How to complete this task:
Below are the entries. Transcribe exactly the lines from the one with "Query: white cloud" through the one with "Query: dark object on sand", ends included, and leave out all others.

*** Provided records ***

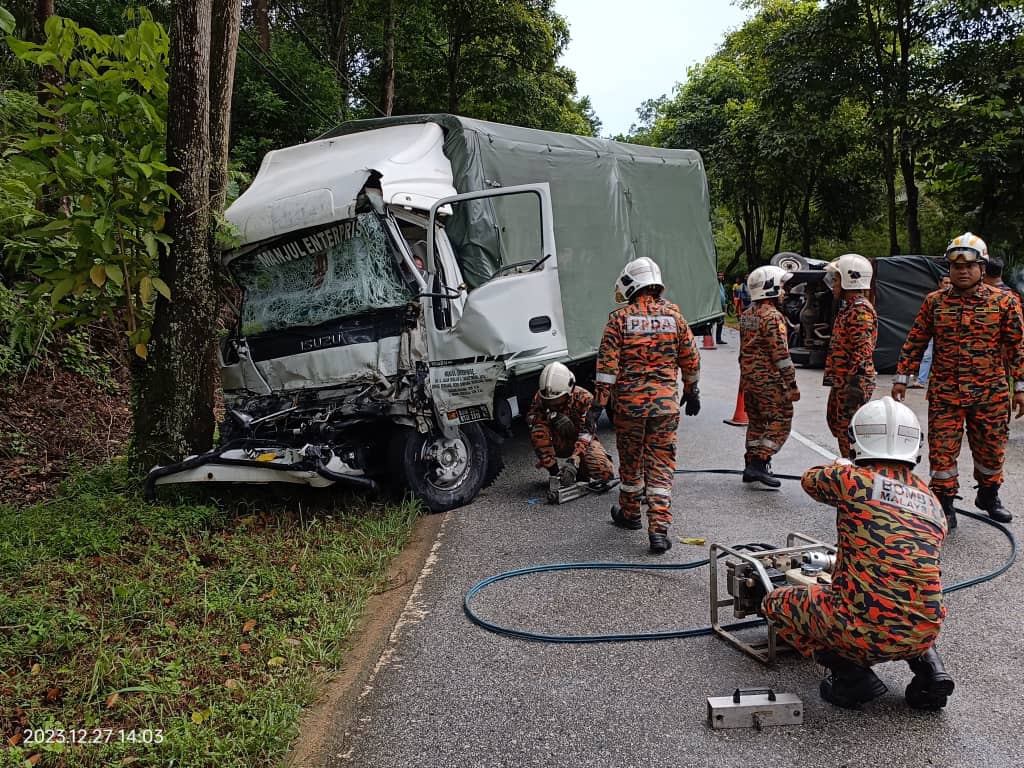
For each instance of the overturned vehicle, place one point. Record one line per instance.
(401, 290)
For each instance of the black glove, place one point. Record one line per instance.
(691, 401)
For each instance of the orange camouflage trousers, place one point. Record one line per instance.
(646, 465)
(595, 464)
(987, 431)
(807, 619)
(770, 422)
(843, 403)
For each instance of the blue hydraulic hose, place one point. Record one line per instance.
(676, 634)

*** End of Provided records ***
*** Provided records ***

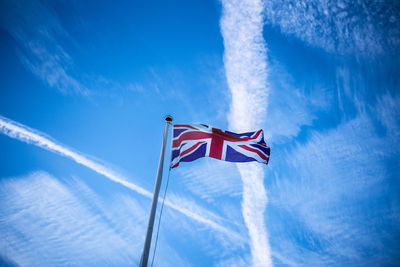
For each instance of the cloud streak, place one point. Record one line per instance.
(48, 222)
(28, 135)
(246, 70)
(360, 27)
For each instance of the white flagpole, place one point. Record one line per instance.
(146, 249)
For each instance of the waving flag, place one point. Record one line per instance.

*** End of Provided records ***
*** Provided records ***

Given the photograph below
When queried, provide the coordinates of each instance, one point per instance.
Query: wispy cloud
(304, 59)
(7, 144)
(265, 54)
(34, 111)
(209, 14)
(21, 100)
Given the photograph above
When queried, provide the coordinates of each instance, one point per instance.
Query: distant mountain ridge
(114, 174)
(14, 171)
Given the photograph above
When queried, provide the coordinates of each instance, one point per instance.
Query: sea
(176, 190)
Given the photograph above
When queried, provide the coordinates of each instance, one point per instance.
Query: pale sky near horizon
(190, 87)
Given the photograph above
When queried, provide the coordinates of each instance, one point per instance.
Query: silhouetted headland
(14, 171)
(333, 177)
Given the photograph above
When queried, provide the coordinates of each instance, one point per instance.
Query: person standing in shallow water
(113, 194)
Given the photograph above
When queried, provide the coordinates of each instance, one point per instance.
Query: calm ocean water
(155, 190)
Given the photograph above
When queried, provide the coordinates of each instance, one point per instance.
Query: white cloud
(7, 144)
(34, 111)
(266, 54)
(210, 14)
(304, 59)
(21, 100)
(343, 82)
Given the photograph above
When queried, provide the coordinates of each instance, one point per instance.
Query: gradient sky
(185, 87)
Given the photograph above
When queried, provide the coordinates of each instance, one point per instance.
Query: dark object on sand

*** End of Provided records ***

Exercise result:
Query: white cloud
(7, 144)
(34, 111)
(266, 54)
(210, 14)
(304, 59)
(21, 100)
(343, 82)
Given the photograph above
When queried, provide the coordinates of each instance, one point per instance.
Query: gradient sky
(185, 87)
Given the photograph above
When queried, provide the coordinates of each instance, one point per instance.
Query: dark object on sand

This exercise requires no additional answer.